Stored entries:
========================================

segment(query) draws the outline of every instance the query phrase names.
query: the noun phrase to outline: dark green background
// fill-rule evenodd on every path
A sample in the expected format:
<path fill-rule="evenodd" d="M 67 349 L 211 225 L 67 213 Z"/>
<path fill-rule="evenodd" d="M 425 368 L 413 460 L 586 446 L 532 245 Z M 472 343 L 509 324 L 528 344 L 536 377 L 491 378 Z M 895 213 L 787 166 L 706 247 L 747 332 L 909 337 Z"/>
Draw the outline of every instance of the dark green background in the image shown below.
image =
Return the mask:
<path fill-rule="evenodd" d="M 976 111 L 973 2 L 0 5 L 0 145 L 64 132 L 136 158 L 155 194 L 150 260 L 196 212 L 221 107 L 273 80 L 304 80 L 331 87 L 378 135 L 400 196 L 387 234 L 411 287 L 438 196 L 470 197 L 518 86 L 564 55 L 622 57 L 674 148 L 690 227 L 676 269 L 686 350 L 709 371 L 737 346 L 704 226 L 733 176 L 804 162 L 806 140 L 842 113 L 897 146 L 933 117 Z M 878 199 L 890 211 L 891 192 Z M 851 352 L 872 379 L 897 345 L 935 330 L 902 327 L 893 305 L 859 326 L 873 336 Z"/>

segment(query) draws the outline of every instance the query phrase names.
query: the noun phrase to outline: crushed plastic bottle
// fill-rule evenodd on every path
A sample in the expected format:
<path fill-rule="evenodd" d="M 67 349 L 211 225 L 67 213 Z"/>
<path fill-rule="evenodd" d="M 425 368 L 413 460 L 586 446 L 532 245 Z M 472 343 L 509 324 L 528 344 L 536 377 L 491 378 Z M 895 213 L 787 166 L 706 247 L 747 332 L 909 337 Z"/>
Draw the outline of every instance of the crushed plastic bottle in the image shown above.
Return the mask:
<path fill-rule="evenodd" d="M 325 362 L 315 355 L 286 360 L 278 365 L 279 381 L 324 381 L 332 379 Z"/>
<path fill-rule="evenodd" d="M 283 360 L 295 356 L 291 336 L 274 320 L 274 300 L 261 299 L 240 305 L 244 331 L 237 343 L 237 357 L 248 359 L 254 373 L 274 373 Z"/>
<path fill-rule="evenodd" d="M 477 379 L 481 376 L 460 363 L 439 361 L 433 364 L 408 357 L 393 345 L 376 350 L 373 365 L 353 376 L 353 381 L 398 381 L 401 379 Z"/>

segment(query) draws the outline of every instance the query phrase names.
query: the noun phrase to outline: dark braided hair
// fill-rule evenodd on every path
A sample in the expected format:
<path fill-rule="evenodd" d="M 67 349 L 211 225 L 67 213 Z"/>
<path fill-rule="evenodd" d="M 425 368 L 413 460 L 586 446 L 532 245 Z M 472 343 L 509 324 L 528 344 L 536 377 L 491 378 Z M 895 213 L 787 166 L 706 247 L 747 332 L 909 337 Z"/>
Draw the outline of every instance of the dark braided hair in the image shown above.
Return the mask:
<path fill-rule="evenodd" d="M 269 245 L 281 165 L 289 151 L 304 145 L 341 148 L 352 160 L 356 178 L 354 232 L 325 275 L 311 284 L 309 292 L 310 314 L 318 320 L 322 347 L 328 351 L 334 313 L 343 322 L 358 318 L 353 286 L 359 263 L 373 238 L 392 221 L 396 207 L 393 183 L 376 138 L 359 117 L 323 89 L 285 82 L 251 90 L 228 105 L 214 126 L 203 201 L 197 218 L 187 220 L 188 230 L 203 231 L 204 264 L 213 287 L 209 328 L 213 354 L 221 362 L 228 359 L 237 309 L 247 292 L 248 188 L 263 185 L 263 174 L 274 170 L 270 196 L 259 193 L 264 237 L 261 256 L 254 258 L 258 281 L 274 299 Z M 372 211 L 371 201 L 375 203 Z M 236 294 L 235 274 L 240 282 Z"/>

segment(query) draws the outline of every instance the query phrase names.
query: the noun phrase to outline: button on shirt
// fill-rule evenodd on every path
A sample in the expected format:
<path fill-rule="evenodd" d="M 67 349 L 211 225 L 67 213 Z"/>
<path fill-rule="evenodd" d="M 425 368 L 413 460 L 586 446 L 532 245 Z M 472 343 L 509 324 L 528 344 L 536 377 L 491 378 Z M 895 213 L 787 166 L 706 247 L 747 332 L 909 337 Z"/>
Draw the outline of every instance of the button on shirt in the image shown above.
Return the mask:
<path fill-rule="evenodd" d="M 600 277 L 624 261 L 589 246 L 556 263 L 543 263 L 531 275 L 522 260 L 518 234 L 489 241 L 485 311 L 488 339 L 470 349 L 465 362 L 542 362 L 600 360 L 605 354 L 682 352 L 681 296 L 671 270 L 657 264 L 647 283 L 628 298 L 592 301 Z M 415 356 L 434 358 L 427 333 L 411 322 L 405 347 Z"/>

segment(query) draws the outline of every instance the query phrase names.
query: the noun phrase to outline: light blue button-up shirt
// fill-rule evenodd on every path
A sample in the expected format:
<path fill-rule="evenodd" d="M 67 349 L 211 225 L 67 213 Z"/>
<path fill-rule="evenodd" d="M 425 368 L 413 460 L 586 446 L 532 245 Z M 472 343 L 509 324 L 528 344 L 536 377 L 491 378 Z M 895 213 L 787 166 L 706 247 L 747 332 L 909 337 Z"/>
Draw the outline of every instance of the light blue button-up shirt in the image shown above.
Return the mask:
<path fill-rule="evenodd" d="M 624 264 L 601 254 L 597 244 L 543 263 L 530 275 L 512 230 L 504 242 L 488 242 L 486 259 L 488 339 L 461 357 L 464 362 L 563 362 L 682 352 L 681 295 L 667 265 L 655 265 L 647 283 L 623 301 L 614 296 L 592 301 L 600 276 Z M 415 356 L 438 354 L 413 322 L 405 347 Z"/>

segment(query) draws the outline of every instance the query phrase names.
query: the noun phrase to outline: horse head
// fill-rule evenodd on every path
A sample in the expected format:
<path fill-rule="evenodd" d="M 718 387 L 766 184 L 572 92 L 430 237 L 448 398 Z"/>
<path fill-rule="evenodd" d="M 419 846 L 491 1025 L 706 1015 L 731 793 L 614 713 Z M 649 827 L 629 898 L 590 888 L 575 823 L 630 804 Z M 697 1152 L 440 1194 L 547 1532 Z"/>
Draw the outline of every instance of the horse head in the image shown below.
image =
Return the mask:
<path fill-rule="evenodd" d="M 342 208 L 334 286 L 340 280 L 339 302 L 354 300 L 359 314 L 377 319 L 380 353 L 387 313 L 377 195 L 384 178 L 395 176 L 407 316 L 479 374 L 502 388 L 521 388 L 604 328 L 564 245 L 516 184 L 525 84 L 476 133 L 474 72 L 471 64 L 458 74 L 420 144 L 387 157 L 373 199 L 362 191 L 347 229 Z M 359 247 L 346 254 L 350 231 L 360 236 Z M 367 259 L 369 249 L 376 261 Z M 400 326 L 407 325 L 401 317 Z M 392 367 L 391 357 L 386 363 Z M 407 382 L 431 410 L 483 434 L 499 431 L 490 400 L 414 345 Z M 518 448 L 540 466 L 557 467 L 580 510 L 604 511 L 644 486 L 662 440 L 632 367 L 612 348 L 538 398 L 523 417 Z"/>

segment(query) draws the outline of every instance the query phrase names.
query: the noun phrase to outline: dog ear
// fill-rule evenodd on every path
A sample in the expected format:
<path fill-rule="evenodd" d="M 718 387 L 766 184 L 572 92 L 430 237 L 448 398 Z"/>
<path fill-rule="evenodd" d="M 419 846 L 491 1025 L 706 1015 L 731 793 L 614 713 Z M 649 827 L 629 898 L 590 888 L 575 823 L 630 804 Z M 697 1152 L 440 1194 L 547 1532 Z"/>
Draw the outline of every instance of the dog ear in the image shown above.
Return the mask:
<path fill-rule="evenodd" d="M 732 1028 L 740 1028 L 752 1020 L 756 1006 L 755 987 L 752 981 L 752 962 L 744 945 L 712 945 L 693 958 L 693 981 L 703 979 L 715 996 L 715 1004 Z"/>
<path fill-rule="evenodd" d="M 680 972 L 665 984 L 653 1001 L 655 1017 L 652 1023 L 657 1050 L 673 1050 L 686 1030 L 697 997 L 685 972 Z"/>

========================================

▶ **TASK TO CARRY OUT**
From the entries above, copy each line that holds "blue".

▶ **RESULT FOR THIS EXERCISE**
query: the noun phrase to outline: light blue button-up shirt
Draw the outline of every instance of the light blue button-up shirt in the image shown above.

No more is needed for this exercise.